Provided passage:

Many hygiene-conscious people have fretted about the general masses' recent exodus for their village homes prior to Eid. The print media and TV channels have also shown their return to the cities, with crowd pressing against crowd, with the mandatory 'social distancing' thrown to the wind. The return was also another mad rush, though reverse in nature. The whole frenzy remained centred around the Dhaka city.
Given the terrible way the mass exodus-and-return to and from villages has taken place the conscious people have reasons to feel panicked. Few are presently unaware of the unsparing and insidious corona onslaught. Yet many might feel tempted to point out the inherent pull a large section of the city residents feel for their ancestral villages in this country.
When it comes to the two festivals of Eid, most of the city-based people dream of their villages; only a tiny percentage have the means of going to far-flung tourist spots for holidaying. What these points boil down to is the villages and their environs have an overwhelming presence in the minds of the people of Bangladesh.

Required action A:
In the passage about the Eid travel to villages, which city was the whole frenzy centered around?
Required action B:
Pick up the piece on the Eid journeys to and from villages after its last sentence and write the next few paragraphs.

Study material:

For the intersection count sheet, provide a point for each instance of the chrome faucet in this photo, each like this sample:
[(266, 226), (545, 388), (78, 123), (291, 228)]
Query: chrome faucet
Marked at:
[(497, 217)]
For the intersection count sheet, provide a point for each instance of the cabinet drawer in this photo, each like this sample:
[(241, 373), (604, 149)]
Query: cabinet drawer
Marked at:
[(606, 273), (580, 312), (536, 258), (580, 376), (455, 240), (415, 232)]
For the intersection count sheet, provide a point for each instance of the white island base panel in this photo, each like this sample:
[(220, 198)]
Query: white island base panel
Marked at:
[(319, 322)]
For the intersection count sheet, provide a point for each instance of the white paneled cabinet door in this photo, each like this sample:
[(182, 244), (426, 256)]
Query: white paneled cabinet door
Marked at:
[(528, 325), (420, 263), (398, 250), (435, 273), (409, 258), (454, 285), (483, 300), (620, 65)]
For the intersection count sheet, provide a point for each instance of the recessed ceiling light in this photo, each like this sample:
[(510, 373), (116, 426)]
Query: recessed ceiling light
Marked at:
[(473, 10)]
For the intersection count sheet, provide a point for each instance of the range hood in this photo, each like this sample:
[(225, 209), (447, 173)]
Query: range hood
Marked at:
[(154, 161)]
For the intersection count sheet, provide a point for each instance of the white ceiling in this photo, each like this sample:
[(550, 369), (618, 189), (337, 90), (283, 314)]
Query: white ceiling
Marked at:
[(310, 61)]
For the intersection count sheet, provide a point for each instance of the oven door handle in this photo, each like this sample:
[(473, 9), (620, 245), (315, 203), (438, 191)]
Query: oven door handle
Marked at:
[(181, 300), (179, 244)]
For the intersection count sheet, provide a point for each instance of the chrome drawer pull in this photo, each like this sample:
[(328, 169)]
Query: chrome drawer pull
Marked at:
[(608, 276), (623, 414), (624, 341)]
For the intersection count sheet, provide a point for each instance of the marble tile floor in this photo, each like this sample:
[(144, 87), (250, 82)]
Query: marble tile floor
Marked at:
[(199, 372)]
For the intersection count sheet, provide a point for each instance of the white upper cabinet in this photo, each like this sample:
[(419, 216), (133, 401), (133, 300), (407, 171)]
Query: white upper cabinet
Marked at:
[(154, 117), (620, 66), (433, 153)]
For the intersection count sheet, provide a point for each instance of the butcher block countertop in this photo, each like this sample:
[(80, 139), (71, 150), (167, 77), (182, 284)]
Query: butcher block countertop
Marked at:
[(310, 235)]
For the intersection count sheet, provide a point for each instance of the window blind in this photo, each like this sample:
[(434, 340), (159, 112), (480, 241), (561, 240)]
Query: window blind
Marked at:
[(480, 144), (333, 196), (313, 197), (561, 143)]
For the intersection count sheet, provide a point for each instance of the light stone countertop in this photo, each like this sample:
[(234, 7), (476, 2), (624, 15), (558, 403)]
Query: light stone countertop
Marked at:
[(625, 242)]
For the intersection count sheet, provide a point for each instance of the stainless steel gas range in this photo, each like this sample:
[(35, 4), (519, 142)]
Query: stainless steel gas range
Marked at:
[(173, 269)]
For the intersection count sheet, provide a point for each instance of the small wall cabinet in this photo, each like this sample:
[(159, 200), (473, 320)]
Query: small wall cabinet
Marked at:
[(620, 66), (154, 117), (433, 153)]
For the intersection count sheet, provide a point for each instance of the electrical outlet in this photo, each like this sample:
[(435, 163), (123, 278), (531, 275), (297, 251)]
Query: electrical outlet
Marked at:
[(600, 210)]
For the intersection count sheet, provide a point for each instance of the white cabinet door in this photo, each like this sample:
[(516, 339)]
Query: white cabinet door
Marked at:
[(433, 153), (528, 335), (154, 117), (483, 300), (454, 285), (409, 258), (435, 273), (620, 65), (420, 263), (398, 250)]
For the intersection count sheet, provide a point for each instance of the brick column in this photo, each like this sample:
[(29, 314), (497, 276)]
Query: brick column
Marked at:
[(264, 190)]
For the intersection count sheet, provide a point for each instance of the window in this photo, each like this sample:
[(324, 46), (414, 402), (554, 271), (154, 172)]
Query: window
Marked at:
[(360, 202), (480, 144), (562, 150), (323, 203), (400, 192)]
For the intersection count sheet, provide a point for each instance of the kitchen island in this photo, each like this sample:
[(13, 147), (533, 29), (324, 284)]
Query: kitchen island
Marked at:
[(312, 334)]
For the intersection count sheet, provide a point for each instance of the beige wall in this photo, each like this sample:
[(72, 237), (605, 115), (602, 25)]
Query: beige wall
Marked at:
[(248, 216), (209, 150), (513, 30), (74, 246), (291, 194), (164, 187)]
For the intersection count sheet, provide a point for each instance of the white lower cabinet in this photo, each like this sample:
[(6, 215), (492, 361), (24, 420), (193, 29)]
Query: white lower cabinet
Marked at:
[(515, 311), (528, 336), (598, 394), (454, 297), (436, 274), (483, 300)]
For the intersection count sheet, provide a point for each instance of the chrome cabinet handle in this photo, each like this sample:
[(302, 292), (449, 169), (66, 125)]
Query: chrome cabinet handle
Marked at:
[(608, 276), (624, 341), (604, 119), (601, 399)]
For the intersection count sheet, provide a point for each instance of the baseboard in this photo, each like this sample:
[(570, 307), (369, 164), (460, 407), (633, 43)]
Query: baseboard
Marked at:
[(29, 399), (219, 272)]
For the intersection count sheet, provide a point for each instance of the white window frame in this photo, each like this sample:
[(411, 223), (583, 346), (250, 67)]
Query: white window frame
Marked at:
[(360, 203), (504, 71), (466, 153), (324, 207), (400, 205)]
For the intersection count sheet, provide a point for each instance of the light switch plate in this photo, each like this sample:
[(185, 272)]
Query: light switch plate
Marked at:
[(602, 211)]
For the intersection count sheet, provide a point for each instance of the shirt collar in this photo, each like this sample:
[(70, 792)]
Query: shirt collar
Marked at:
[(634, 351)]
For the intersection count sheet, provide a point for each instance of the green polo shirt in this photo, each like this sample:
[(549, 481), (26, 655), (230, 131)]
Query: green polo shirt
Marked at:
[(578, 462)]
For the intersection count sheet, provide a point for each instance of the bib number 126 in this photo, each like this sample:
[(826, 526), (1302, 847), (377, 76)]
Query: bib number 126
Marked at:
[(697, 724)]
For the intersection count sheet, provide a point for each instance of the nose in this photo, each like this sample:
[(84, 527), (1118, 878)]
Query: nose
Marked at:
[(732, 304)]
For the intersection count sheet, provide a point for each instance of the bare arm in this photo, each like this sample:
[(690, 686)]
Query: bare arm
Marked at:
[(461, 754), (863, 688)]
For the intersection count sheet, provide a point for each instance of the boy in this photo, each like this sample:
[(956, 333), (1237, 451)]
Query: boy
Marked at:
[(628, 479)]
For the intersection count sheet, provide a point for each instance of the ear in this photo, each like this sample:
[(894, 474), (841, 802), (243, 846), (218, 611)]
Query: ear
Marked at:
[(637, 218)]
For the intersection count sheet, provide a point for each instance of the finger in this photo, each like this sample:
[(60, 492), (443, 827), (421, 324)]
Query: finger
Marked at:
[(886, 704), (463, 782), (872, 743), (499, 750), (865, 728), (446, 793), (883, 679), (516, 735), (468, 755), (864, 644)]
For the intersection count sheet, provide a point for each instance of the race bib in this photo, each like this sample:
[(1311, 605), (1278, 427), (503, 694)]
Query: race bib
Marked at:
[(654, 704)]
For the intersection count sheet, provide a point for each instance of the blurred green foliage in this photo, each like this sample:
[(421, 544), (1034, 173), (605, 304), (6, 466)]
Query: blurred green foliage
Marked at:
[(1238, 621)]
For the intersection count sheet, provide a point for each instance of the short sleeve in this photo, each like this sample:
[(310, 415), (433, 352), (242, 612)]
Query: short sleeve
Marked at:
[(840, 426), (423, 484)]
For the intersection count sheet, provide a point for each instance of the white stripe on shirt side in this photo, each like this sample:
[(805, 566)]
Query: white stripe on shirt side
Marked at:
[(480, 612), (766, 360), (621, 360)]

Answer space A:
Dhaka

Answer space B:
Keeping aside the happier occasions of Eid or Durga Pooja, the times of ordeal or terror also witness a frantic rush for villages. During the 1971 Liberation War, accompanied by a barbaric genocide by the occupation army on the residents of Dhaka and other cities, the city residents perhaps witnessed the largest outbound exodus in the 20th century. With the marauding forces and their cohorts futilely hunting down the suspected Freedom Fighters and their sympathisers, and people being picked up indiscriminately, the city residents turned to the warm embrace of the villages. They were not disheartened. The rural people provided them with safe shelters and food. On a smaller scale, a similar episode was also enacted during the World War II in the then Bengal.
No matter to what extent the people of Bangladesh become urban and city-oriented, the greater part of their mind and ethereal being will remain engulfed by the rural landscape. It is this geographical and intangible entity of the land which is expected to pull the city residents towards villages for a long time to come. Thanks to inter-regional marital bonds and the fast spread of education, the number of the pure natives of urban Dhaka keeps dwindling. In their place, a new social segment with Dhaka as their birthplace has begun emerging since the 1950s. Most of them prefer to call themselves as native Dhaka residents, as they have been living in the city for nearly seven decades. They do not speak the typical 'Dhakaiya' dialect, but they have adopted many traditions and customs followed by the original Dhaka dwellers for centuries.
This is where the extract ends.